• WHAT IS REQUIRED
Work through the data line by line, gathering every line that has the word "below".

[Dataset entries]
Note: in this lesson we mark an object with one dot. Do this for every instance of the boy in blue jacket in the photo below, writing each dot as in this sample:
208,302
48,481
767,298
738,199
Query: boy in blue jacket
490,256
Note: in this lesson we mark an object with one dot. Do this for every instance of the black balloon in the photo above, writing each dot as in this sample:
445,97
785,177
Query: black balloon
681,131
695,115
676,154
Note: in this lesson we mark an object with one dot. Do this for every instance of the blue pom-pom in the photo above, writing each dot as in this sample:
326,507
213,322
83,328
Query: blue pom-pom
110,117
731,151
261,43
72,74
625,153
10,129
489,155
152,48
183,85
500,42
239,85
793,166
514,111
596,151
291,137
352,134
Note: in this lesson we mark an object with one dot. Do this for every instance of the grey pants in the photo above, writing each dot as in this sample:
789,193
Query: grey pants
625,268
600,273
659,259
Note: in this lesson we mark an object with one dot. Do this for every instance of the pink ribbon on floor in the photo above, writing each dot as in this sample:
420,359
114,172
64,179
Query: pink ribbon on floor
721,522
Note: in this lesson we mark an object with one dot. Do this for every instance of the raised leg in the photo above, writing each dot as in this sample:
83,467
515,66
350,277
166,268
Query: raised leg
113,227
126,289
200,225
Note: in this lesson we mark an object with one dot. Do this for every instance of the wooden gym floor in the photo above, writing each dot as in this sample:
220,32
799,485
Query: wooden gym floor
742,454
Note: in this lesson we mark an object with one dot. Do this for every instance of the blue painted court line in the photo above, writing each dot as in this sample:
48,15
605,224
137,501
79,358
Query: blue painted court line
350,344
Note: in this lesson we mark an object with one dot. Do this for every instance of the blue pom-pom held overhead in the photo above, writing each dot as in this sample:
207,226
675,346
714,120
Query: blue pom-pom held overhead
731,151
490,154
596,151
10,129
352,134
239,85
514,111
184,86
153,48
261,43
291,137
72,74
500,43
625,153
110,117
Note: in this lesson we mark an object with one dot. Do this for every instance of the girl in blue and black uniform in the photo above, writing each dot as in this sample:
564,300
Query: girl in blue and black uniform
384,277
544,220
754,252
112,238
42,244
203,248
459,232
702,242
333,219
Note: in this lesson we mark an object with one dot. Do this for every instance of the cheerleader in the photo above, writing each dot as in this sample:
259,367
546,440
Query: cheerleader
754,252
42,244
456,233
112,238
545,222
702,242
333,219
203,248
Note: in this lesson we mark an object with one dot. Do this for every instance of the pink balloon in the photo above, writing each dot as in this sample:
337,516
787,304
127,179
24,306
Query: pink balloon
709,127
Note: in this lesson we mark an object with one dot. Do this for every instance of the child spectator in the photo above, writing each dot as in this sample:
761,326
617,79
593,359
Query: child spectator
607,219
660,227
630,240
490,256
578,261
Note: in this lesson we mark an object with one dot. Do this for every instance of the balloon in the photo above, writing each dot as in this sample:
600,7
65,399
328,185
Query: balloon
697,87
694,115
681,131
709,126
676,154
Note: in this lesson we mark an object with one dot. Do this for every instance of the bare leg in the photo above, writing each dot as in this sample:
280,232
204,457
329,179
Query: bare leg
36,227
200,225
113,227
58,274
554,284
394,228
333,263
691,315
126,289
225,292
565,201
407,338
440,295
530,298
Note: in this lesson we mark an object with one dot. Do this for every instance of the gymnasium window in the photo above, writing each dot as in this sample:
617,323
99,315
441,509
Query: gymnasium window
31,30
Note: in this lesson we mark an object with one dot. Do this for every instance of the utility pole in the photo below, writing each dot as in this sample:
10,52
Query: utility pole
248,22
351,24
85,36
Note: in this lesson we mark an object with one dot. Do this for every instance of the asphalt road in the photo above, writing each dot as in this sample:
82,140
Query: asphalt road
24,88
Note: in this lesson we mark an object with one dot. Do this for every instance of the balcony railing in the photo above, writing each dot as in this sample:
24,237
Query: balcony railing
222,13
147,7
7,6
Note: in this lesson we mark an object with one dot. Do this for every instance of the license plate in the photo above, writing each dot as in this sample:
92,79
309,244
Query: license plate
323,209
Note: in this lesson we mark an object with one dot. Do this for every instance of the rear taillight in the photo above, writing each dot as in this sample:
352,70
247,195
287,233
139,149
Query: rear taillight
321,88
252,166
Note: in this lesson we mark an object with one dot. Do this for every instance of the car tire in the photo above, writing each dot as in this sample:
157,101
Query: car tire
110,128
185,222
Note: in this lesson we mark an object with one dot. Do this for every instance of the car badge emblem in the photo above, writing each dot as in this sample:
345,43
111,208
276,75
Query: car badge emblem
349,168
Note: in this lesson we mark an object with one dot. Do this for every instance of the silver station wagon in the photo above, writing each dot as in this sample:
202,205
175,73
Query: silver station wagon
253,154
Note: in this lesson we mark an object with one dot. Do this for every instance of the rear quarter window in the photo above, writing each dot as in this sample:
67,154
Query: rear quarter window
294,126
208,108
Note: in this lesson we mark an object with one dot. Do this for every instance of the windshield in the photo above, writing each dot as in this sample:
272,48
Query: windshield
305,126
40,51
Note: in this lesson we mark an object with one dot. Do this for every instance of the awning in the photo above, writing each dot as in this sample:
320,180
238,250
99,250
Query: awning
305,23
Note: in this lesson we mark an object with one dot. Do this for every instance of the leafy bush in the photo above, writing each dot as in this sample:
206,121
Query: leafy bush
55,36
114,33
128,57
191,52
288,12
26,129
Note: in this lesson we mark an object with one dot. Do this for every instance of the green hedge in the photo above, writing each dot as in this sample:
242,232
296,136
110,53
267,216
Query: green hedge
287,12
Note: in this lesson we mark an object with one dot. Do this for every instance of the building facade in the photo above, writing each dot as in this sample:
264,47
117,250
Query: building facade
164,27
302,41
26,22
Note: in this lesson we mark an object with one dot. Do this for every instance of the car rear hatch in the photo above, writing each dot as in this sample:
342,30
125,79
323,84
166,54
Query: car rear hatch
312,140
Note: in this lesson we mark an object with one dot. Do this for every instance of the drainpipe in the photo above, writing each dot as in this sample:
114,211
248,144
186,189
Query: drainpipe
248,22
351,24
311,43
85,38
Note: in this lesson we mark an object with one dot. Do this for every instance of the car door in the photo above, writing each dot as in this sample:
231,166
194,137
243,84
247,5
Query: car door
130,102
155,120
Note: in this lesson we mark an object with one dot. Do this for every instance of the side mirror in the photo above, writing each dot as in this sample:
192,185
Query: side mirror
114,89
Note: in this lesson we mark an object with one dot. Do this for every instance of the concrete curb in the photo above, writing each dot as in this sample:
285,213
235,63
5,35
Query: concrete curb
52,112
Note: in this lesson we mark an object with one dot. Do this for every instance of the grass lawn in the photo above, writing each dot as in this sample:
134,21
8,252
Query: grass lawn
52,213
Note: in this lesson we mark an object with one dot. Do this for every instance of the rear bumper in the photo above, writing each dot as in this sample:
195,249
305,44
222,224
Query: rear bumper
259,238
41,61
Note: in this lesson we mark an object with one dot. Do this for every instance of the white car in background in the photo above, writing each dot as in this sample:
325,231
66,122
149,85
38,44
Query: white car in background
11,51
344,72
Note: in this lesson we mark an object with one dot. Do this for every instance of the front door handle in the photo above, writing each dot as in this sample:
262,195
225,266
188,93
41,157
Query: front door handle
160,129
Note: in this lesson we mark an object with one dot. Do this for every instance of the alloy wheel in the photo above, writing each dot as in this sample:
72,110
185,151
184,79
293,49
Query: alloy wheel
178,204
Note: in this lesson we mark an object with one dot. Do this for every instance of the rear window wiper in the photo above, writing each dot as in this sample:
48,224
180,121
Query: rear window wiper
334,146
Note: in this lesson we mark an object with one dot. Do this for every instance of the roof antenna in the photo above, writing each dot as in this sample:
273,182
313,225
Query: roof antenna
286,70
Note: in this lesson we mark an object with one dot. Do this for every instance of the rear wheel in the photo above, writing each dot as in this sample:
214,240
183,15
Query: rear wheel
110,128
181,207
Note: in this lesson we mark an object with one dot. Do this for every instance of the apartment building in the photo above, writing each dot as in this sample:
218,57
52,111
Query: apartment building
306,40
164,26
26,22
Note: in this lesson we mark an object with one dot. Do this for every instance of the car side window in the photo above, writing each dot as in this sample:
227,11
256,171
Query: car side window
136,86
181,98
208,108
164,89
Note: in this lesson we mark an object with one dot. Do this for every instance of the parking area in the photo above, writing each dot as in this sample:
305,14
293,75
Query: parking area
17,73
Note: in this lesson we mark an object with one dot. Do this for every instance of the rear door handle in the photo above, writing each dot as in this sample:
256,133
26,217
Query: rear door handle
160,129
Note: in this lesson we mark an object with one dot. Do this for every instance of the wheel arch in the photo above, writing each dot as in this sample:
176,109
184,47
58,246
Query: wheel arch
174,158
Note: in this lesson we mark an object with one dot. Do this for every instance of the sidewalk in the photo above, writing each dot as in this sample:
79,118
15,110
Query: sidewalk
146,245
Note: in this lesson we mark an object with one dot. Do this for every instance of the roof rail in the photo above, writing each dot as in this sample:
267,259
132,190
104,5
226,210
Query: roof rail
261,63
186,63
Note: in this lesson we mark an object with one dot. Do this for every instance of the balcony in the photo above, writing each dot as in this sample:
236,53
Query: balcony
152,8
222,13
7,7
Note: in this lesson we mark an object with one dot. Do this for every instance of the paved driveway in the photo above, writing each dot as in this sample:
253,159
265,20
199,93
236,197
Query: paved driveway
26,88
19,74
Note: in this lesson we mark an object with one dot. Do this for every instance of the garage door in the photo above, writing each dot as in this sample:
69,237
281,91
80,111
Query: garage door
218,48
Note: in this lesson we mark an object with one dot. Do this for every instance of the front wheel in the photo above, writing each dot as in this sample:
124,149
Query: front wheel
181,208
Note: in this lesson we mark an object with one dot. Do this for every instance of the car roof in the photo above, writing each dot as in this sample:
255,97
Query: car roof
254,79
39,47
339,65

• COMPLETED TASK
Note: in this lesson we mark an object with one dot. Do this for every instance of the boy in blue jacket in the photo below, writing each dot as in this sample:
Note: in this lesson we mark an object with one dot. Do this for every instance of the utility pole in the photo below, writing each dot as in this sample:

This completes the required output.